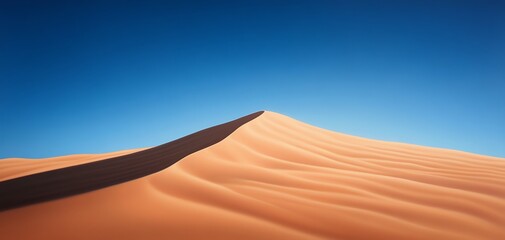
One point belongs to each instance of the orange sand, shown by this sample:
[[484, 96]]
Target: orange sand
[[277, 178], [17, 167]]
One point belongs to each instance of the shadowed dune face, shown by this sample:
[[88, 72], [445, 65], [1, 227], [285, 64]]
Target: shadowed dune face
[[277, 178], [18, 167]]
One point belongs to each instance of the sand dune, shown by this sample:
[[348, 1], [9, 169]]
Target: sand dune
[[277, 178]]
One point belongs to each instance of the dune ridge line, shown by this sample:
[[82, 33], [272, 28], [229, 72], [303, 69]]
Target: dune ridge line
[[63, 182]]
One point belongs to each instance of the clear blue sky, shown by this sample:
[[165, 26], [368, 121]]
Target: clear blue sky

EXERCISE |
Output every line of the entries above as a numbered list, omitting blank lines and leaving out the pictures.

FINAL ANSWER |
1. One point belongs to each instance of the orange sand, shown by this sample:
2. [[484, 96]]
3. Target: orange sand
4. [[277, 178], [17, 167]]
5. One point belongs to each instance of the shadowed dune face, shown by this sample:
6. [[88, 72], [445, 65], [1, 227], [285, 64]]
7. Target: shadowed dune face
8. [[277, 178], [18, 167]]
9. One point belongs to each instance of the sand dune, shown by this sample:
10. [[348, 1], [9, 169]]
11. Target: sand dune
12. [[277, 178]]
13. One point belongs to each instance of the dune ridge line, shown by this sample:
14. [[82, 33], [272, 28], [229, 72], [303, 69]]
15. Target: dune ridge line
16. [[63, 182]]
17. One point belongs to each instance of the clear blue sky, shown by this sample:
18. [[165, 26], [368, 121]]
19. Target: clear blue sky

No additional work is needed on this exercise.